— SHORT EXERCISE —
Format as a two-column CSV with the header request,answer, starting at the line containing "The component shall locate one point per instance of the lace" and running through the final line. Write one row per request, placing its text and its answer each in a single quoted field with line breaks replaced by spaces.

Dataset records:
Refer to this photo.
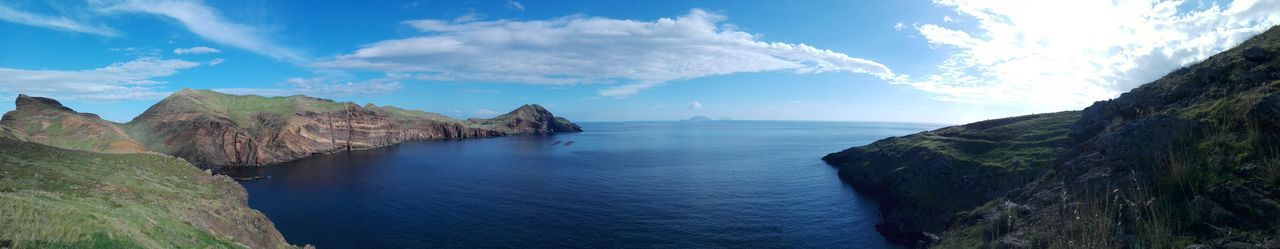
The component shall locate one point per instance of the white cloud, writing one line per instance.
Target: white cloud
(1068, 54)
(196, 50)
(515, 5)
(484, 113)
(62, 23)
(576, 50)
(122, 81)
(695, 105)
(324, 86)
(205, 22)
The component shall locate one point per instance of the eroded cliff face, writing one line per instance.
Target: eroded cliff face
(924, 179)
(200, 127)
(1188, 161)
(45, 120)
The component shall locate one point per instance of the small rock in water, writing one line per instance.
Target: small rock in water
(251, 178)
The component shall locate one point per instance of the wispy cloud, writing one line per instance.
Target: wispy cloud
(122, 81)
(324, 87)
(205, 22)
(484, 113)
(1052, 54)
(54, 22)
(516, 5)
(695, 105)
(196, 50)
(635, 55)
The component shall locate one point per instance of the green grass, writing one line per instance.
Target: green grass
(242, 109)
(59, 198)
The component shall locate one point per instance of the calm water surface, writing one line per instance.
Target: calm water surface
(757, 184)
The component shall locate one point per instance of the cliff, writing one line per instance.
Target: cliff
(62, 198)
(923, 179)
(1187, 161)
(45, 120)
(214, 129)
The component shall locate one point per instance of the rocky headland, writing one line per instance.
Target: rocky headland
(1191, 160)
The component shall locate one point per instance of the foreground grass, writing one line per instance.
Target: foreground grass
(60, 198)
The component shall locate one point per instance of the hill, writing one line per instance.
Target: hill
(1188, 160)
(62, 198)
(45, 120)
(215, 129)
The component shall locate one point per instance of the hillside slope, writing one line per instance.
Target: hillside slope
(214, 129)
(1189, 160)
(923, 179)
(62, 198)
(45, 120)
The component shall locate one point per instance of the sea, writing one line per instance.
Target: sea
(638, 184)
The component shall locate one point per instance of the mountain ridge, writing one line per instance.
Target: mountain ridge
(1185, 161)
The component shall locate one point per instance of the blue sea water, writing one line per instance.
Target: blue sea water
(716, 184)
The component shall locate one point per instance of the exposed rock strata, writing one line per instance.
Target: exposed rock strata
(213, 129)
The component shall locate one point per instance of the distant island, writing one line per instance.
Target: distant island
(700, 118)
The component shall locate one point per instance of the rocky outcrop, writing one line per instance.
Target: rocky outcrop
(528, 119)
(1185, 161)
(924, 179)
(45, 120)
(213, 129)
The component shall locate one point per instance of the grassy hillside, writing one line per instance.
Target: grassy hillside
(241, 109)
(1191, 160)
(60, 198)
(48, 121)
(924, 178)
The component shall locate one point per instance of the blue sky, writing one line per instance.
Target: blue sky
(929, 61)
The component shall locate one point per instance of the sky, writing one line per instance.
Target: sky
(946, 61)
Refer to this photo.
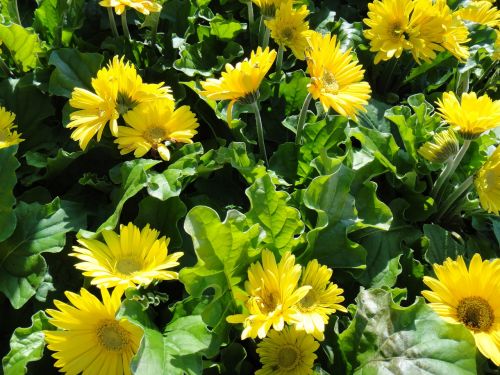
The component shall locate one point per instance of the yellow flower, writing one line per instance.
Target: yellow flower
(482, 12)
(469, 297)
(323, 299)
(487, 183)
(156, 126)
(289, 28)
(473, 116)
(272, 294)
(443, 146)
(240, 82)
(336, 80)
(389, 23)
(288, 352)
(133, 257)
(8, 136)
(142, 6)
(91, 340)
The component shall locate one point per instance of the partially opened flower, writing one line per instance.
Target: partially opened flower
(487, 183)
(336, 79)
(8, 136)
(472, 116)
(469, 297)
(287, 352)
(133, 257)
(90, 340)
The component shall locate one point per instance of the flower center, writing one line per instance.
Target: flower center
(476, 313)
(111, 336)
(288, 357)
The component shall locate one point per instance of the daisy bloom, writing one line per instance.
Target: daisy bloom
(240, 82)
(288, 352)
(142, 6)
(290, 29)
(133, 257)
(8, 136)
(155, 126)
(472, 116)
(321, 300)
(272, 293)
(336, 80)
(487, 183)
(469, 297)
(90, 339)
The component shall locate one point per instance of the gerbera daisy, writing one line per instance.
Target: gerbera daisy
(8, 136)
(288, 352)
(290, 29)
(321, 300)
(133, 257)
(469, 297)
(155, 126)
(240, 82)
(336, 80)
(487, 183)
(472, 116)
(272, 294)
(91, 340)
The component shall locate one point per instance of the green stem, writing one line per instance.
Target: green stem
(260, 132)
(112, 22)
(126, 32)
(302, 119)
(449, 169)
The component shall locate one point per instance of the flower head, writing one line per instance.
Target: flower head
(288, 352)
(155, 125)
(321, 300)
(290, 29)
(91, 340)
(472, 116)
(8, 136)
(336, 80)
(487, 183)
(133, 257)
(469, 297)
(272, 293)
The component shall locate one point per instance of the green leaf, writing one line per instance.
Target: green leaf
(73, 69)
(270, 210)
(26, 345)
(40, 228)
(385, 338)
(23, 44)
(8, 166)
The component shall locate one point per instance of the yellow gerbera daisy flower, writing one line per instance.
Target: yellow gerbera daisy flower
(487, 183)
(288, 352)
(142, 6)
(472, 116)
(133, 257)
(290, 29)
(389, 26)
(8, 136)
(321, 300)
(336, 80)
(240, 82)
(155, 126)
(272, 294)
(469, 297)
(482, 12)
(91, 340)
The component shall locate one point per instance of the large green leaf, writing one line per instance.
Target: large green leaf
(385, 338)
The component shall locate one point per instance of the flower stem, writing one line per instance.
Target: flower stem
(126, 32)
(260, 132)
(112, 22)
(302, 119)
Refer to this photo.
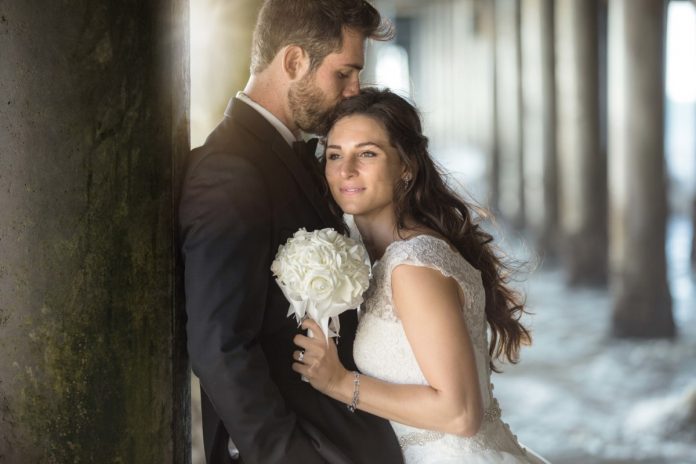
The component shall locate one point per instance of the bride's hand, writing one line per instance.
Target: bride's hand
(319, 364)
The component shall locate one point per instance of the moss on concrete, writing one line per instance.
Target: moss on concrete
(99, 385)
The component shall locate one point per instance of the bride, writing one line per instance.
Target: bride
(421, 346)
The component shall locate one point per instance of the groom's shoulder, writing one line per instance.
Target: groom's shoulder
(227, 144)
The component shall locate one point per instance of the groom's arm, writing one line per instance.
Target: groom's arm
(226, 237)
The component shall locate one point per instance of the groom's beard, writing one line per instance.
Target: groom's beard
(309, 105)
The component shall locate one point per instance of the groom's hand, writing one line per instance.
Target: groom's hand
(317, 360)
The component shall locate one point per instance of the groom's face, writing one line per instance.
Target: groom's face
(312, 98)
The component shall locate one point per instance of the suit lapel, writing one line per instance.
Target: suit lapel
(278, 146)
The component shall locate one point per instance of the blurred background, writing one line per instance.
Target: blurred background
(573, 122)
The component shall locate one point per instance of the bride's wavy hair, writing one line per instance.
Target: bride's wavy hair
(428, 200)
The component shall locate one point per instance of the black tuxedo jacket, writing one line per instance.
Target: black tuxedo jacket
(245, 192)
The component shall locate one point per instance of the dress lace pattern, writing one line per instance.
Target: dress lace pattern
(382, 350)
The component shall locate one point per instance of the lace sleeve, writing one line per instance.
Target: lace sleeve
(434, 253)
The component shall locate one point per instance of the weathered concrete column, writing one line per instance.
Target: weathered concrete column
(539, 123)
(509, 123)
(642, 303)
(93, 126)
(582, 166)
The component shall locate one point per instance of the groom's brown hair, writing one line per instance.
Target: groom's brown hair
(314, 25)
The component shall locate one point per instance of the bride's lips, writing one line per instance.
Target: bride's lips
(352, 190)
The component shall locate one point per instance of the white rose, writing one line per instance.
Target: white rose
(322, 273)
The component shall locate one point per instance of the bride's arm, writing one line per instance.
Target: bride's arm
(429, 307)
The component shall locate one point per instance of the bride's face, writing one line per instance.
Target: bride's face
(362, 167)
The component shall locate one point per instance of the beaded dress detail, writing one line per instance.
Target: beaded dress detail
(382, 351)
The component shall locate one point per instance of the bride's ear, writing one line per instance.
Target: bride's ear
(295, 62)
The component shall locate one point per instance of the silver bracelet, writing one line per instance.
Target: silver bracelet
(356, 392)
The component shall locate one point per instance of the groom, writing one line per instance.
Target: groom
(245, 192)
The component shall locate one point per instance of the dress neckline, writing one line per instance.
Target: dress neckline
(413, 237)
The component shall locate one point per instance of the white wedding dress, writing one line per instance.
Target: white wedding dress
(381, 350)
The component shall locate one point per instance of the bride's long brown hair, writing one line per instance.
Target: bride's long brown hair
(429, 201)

— SOLVED PROBLEM —
request,answer
"The component shall locate one point per instance of the lace sleeve, writing one line per instance. Target: lace sleeve","(434, 253)"
"The component shall locate one point per instance of the weathered concrete column, writing one line per instance. Target: weathered concrete column","(539, 123) (509, 123) (642, 303) (93, 126) (582, 166)"
"The component shall locate one point per instance of the groom's brown hair, writing one line per instance. Target: groom's brown hair","(314, 25)"
"The component shall locate one point per instance of the bride's lips, writing one line per instance. Target: bride's lips","(352, 190)"
"The component shall locate one point per instance of the white rose, writing one line per instance. Target: white rose","(322, 273)"
"The component shall locate one point per instance of the bride's arm, writing one line per instance. Target: bride's arm","(429, 307)"
"The component shall locate one point per instance of the bride's face, writing one line per instance. Target: bride's face","(362, 167)"
"The component shall locate one point per instance of the beaded dress detail, writing one line per instance. Target: beaded dress detail","(382, 351)"
"The component shall locate one point per instance of the bride's ear, writing one line per instance. Target: bride's ear","(295, 62)"
"The component shall locate one point per instance of the silver bracelet, writing one line per instance. Target: silver bracelet","(356, 392)"
"The component shall locate one point per instance of the groom, writing one line per instance. Target: groom","(245, 192)"
"The component shall locate one point per instance of the dress neckline, writing one line per instance. Target: dress neckline","(413, 237)"
"The component shall locate one point per instance of the white wedding dress, writing one line per instance. Target: white wedding dress","(381, 350)"
"The component shall locate one point per instance of the bride's long brown hair, writing one line per instance. Target: bride's long brown hair","(429, 201)"